::: EXTRAIT CHOISI

Et c'est la fin de cette saison 3 de Westworld. Ce huitième épisode long de 72 minutes offre un épilogue épique tout en ne répondant pas à tout (une tradition pour la série). En vérité, le show de Jonathan Nolan et Lisa Joy a une étonnante faculté à conjuguer sophistication et non-sens. A cet égard, cet ultime chapitre résume les (grandes) qualités et les (petits) défauts de ce qui a eu lieu cette année. Entre moments WTF et scènes anthologiques en somme.
Caleb et Dolores (Aaron Paul et Evan Rachel Wood)
Muni de la perle de Dolores, Caleb revient à Los Angeles, à feu et à sang. Guidé par la stratégie de Salomon, il découvre dans un entrepôt un coffre avec un nouveau corps pour Dolores qu'il active. Elle lui explique alors qu'ils doivent à présent détruire Rehobaom avec le virus que leur a procuré Salomon. Mais avant cela, Caleb exige de savoir pourquoi elle l'a choisi comme partenaire.
Dolores et Caleb (Evan Rachel Wood et Aaron Paul)
Autrefois, explique-t-elle, elle a assisté à l'entraînement de l'armée américaine dans le parc 5 de Westworld et s'est souvenu que Caleb a empêché des soldats de son unité de s'en prendre à des hôtes (dont elle faisait partie) utilisés dans une simulation de guerre civile. Caleb accepte de continuer à suivre Dolores, escortés par des mercenaires recrutés via l'application Rico à travers Los Angeles. En route, Dolores est obligée de quitter Caleb pour affronter Maeve. Elle la domine cette fois-ci mais Charlotte surgit pour la neutraliser, suivant son propre agenda. Maeve peut ensuite livrer Dolores à Serac qui veut trouver l'accès au projet d'immortalité de Delos dans la perle de l'androïde rebelle.
Caleb et Maeve (Aaron Paul et Thandie Newton)
Caleb réussit difficilement à atteindre le siège d'Incite pour y détruire Rehoboam. Mais avant d'y parvenir, il est appréhendé par Maeve et conduit jusqu'à Serac. Ce dernier lui montre alors une projection de Rehoboam pour qu'il comprenne à quoi ménerait le plan de Dolores : la fin de l'humanité dans une suite de catastrophes économiques et sociales.

::::::
::: DONNÉES FOURNIES

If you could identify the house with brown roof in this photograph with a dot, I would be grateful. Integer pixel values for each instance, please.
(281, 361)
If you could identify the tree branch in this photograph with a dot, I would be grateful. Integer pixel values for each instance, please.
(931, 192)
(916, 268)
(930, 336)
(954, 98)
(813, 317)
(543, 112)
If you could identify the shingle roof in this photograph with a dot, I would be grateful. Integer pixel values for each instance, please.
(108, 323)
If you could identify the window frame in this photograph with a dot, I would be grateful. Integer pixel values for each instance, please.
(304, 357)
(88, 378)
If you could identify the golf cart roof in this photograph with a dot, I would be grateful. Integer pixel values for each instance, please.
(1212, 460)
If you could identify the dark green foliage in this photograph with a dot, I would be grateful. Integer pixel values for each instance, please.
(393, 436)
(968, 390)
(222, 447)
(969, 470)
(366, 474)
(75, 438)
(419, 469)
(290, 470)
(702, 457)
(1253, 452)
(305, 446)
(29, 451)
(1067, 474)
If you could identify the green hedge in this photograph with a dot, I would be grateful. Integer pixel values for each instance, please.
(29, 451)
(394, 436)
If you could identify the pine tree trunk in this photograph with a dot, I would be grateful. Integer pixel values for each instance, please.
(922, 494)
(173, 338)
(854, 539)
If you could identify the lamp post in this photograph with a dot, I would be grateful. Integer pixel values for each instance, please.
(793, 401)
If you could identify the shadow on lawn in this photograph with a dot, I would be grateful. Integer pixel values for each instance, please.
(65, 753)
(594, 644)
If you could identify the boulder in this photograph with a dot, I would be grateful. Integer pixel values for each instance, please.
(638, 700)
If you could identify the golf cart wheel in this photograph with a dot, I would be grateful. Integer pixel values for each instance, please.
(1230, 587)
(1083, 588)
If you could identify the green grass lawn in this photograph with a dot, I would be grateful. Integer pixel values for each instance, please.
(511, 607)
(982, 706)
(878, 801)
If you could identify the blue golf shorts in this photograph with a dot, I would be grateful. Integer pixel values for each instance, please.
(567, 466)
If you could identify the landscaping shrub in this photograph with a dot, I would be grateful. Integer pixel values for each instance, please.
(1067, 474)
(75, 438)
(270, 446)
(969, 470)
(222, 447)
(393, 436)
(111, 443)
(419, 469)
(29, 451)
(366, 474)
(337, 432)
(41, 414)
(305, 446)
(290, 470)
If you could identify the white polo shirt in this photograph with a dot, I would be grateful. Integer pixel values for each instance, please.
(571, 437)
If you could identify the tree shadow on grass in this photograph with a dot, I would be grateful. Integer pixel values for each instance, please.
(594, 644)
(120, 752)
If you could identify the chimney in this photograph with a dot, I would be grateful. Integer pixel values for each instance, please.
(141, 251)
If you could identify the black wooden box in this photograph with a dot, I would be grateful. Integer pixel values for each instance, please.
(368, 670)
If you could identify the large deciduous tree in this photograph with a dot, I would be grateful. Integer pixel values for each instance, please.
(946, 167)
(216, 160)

::::::
::: DONNÉES FOURNIES

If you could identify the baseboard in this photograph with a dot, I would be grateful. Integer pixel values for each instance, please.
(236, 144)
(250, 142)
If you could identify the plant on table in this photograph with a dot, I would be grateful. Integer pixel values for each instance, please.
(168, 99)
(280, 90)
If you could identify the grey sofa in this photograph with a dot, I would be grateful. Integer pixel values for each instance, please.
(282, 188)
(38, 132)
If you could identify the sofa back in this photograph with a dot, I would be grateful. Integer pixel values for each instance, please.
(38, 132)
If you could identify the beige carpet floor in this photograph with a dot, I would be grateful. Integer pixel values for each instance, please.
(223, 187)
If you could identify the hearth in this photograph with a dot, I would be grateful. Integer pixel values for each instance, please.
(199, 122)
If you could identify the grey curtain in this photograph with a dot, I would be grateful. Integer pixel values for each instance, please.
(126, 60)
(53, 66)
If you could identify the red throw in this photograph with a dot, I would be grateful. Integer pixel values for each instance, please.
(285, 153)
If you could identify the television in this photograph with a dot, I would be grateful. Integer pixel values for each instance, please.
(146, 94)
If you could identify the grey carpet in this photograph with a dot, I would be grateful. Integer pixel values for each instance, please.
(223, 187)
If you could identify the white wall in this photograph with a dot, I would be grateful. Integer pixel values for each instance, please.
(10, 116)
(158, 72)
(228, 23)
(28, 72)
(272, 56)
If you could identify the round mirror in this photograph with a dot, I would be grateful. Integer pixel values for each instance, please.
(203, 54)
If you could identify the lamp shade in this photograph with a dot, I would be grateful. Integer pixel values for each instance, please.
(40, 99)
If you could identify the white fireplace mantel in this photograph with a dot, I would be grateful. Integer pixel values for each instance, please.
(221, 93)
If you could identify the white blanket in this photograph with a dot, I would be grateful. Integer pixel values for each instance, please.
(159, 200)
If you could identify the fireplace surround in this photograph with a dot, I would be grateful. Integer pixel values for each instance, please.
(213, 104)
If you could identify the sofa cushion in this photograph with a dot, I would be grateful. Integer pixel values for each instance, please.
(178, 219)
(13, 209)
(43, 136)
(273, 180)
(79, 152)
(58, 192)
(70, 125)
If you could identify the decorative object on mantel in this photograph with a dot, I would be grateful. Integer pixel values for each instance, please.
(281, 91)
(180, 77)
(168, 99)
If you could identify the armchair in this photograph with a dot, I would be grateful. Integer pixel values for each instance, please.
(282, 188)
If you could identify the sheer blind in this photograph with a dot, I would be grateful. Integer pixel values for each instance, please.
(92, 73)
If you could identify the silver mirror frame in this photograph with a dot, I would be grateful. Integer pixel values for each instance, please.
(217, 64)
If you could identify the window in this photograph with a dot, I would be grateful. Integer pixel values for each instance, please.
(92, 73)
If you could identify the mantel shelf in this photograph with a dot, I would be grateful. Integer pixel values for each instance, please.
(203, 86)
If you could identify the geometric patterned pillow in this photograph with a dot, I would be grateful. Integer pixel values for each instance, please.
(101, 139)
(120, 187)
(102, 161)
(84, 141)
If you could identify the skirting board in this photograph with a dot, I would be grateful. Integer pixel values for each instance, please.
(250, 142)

::::::
::: DONNÉES FOURNIES

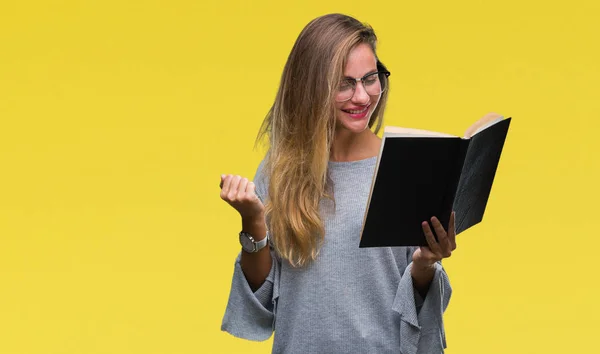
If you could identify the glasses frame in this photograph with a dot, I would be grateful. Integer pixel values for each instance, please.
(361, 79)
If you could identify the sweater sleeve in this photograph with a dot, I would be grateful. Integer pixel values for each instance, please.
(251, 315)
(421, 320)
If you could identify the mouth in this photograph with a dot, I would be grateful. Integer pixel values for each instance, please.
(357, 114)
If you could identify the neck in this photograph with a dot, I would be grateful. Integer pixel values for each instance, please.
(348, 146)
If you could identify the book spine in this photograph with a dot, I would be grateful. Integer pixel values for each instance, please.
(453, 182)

::::::

- EXERCICES
1. Quels acteurs et actrices l'extrait sur Westworld nomme-t-il entre parenthèses ?
2. Résumez l'extrait sur Westworld en deux phrases.
3. Réécrivez sous forme de liste le paragraphe de l'extrait sur Westworld qui commence par « Autrefois, explique-t-elle », en conservant ses faits principaux.
Ces enregistrements proviennent d'une autre source.

- CORRIGÉ
1. Aaron Paul, Evan Rachel Wood et Thandie Newton.

2. Le huitième épisode, long de 72 minutes, clôt la saison 3 de Westworld par un épilogue épique qui ne répond pas à tout. Caleb active un nouveau corps pour Dolores afin de détruire Rehoboam avec le virus de Salomon, mais Charlotte neutralise Dolores et Maeve la livre à Serac, puis Maeve conduit aussi Caleb jusqu'à Serac, qui lui montre que le plan de Dolores mènerait à la fin de l'humanité.

3.
- Lors de l'entraînement de l'armée américaine dans le parc 5 de Westworld, Dolores a vu Caleb empêcher des soldats de son unité de s'en prendre à des hôtes, dont elle faisait partie, utilisés dans une simulation de guerre civile.
- Caleb accepte de continuer à suivre Dolores à travers Los Angeles, escortés par des mercenaires recrutés via l'application Rico.
- En route, Dolores quitte Caleb pour affronter Maeve et la domine.
- Charlotte, qui suit son propre agenda, surgit et neutralise Dolores.
- Maeve livre Dolores à Serac, qui veut trouver dans sa perle l'accès au projet d'immortalité de Delos.